RECORDS SHOWN Block Start

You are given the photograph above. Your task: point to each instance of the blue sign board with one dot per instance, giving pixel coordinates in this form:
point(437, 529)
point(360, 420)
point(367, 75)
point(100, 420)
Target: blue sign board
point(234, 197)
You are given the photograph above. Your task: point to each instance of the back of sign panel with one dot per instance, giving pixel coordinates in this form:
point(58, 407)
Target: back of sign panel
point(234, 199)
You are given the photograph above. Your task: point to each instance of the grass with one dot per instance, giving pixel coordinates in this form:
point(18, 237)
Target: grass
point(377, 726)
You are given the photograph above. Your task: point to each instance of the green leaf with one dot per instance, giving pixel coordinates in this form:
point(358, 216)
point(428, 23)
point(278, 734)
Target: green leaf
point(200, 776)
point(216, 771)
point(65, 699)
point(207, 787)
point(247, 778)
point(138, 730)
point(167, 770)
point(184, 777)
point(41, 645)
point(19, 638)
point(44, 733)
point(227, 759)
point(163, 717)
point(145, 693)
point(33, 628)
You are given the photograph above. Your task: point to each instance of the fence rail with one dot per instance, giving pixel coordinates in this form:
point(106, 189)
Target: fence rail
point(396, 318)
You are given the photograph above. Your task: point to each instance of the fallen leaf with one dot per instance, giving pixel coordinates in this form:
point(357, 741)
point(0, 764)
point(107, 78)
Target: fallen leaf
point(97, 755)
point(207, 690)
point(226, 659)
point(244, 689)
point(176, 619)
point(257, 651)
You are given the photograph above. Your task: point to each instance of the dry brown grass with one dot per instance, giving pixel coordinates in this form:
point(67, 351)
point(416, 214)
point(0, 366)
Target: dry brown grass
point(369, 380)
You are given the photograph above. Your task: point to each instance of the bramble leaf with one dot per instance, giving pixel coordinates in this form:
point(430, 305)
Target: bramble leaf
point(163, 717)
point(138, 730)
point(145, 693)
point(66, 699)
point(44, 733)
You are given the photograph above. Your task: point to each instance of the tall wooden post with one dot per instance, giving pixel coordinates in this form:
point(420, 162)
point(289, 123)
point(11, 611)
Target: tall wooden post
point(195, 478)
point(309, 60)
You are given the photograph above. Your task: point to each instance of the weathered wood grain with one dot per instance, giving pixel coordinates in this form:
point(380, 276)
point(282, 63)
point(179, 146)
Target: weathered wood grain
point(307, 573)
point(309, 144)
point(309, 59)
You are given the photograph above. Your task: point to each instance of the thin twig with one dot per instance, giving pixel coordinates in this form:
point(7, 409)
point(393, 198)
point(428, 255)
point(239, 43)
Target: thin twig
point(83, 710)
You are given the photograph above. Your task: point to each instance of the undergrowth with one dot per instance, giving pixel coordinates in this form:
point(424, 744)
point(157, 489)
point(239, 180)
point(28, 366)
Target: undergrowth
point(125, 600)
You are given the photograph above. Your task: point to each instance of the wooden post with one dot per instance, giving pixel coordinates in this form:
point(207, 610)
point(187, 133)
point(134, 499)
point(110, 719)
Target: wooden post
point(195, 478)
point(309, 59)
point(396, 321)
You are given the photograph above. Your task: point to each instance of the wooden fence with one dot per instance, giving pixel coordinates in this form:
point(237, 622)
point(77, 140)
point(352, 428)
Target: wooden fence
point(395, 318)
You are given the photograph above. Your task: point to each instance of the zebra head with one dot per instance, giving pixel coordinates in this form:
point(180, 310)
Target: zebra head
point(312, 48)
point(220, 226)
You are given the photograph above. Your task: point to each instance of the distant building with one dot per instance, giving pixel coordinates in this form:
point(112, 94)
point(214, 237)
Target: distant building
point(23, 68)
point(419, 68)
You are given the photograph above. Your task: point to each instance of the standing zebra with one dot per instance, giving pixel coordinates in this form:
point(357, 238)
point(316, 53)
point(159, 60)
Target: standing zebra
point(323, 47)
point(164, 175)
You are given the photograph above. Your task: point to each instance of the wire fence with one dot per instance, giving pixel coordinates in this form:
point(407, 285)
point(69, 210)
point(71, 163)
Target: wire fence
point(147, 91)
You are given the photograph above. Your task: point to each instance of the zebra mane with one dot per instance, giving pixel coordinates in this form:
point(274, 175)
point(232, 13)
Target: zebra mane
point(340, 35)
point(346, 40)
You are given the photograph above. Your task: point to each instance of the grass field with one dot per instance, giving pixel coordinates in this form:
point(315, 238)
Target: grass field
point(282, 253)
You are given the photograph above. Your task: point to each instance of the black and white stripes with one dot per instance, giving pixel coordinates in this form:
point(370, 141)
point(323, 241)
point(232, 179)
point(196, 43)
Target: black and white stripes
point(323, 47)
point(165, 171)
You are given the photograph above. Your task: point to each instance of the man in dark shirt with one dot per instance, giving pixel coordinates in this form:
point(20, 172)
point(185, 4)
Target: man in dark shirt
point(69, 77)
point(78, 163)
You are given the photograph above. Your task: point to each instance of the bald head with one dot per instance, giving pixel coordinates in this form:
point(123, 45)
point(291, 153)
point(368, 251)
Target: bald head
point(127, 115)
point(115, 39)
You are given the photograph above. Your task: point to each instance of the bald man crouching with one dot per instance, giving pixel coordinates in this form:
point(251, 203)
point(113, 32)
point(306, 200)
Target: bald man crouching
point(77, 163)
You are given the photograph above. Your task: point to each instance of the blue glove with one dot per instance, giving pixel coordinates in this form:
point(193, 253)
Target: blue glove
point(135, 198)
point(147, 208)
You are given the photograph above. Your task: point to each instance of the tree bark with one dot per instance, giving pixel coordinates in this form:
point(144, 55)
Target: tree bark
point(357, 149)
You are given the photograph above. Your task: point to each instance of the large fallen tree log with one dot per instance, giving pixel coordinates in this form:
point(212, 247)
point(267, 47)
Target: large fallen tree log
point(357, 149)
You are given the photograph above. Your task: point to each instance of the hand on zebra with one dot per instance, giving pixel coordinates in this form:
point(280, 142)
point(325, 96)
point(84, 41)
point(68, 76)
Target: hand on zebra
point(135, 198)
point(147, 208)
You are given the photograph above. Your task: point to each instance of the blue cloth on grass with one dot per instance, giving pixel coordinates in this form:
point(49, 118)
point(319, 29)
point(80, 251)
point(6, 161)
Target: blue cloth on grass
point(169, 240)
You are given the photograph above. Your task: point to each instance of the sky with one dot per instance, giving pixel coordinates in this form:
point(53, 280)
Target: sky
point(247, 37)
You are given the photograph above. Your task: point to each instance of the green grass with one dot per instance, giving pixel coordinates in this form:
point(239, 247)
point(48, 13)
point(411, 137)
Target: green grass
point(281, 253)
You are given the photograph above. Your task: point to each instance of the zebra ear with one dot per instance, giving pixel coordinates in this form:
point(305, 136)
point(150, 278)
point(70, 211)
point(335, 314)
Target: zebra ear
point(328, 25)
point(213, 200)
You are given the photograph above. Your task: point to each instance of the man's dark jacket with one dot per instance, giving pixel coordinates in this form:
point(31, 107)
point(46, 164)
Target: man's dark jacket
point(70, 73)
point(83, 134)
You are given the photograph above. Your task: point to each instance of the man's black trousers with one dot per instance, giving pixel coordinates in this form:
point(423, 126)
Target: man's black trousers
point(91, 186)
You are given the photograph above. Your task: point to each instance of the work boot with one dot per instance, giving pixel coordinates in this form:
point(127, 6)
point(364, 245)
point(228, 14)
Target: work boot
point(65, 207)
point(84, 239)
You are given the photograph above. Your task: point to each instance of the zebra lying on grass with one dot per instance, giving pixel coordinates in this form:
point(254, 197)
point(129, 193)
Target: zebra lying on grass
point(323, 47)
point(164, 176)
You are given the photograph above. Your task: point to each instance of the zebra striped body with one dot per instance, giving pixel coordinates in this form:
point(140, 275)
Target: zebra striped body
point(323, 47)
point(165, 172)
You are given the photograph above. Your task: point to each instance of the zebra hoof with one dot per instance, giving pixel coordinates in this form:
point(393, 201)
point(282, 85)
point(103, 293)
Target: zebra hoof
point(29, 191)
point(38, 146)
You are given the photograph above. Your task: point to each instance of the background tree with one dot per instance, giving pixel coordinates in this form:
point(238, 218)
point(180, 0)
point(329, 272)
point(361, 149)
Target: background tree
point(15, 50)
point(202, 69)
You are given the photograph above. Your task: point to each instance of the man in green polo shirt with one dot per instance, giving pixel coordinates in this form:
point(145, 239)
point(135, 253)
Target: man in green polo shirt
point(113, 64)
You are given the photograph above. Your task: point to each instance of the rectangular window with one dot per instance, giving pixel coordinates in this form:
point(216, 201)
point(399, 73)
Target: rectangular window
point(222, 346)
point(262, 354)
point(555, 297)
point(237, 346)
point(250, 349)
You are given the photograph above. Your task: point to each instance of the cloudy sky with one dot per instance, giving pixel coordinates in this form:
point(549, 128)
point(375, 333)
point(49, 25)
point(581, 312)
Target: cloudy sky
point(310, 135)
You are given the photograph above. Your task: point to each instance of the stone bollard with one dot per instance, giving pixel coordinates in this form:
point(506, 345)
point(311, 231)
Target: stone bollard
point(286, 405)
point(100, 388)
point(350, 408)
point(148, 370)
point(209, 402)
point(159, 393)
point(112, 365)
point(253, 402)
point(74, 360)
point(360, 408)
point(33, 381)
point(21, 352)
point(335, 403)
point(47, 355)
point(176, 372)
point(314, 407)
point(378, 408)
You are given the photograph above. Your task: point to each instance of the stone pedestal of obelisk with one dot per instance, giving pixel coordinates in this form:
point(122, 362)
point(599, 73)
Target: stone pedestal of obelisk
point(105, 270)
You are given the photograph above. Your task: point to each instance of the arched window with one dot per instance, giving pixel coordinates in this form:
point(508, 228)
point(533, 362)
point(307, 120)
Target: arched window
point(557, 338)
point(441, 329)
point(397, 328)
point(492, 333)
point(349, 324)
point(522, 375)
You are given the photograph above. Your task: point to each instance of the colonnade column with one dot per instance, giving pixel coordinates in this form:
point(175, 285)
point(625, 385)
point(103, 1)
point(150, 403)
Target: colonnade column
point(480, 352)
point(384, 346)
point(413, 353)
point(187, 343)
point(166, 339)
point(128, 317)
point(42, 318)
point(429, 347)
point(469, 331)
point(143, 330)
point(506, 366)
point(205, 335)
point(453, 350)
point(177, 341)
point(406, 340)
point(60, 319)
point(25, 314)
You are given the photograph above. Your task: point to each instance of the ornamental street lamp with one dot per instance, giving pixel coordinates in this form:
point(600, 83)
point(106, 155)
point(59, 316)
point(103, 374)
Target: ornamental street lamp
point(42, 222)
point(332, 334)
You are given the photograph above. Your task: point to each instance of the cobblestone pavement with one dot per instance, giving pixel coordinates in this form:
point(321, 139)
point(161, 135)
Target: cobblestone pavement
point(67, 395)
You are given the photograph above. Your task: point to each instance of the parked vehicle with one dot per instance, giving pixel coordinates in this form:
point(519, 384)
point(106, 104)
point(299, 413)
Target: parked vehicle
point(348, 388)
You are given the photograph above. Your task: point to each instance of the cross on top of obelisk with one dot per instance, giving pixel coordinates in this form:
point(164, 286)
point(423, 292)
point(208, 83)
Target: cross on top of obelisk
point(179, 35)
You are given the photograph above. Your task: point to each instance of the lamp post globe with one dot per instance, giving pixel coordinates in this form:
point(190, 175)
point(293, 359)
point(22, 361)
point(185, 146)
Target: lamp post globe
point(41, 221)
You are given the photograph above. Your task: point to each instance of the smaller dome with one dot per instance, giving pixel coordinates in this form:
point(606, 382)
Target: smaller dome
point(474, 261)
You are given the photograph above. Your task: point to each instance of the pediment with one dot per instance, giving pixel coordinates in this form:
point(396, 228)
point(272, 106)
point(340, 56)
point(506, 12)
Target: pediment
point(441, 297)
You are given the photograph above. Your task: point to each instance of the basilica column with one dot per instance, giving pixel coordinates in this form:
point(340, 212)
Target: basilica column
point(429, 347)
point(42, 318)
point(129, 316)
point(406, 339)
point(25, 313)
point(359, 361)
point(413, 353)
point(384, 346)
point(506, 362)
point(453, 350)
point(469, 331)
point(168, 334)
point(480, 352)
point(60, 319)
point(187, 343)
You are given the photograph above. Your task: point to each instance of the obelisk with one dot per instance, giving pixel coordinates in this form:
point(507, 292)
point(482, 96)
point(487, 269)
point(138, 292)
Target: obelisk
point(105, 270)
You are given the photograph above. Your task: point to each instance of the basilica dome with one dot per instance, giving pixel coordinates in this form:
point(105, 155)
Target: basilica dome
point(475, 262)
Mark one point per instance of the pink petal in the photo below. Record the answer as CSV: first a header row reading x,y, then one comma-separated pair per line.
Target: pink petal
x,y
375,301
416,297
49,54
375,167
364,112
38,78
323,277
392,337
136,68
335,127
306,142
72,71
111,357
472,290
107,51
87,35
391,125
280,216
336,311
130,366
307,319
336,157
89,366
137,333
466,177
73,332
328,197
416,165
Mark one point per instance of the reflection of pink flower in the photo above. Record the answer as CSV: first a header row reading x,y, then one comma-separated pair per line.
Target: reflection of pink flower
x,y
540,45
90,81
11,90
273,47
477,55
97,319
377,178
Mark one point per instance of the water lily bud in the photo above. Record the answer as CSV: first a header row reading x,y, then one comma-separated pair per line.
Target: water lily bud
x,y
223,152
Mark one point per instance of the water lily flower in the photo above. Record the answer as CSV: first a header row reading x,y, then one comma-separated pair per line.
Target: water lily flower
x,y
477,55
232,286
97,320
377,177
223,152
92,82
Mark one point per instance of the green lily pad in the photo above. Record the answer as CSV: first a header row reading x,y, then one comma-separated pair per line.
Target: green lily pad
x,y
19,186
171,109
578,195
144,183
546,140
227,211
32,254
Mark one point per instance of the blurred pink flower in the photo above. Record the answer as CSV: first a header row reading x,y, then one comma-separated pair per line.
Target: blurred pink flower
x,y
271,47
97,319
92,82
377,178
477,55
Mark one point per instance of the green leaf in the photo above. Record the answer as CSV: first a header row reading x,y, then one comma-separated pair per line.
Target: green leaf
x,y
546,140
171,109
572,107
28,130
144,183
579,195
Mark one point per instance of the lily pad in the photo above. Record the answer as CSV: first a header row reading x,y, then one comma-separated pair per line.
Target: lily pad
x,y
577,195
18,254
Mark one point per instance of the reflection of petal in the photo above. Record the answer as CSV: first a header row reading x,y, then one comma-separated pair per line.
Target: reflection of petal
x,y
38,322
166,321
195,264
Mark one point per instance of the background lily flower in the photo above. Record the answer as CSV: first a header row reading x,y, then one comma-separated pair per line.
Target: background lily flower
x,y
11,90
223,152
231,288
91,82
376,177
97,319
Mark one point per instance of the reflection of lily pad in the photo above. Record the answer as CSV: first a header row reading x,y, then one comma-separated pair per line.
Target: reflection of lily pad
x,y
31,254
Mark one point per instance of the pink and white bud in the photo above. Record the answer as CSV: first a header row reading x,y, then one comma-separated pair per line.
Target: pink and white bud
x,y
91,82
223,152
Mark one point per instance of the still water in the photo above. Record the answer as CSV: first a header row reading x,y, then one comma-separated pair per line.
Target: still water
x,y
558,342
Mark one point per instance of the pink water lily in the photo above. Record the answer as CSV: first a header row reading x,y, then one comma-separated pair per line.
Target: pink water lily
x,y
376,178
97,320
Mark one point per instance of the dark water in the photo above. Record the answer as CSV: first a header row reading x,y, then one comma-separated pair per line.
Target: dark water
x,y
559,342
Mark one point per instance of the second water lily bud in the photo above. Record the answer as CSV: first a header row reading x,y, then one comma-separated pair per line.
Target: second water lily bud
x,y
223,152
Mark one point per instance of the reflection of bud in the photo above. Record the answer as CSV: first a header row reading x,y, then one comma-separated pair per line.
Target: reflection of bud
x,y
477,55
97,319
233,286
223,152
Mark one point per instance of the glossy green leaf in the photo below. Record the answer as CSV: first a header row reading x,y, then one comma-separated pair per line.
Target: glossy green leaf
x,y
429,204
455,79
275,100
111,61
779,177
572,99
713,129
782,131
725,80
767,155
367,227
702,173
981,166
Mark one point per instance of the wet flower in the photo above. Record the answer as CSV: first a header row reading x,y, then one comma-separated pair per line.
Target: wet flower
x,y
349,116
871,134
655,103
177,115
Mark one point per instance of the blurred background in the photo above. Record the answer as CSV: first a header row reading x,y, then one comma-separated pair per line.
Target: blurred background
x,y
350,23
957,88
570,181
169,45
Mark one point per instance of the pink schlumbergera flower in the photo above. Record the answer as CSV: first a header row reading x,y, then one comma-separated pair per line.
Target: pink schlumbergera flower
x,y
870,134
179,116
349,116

RECORDS SHOWN Block End

**ABOUT THIS EXERCISE:**
Only the lines above from the line containing "of the arched" through the line containing "of the colonnade" should be retyped, exactly and with both ends included.

**RESULT OF THIS EXERCISE:**
You are given the photograph above. Your task: point to each instance of the arched window with one dot per instance, giving pixel coordinates in this form:
point(508, 228)
point(533, 362)
point(307, 120)
Target: arched window
point(557, 338)
point(441, 329)
point(397, 328)
point(492, 333)
point(349, 324)
point(522, 375)
You are given the photograph above. Your task: point to each instance of the colonnade column with one dot per instance, giving pixel coordinates in this form:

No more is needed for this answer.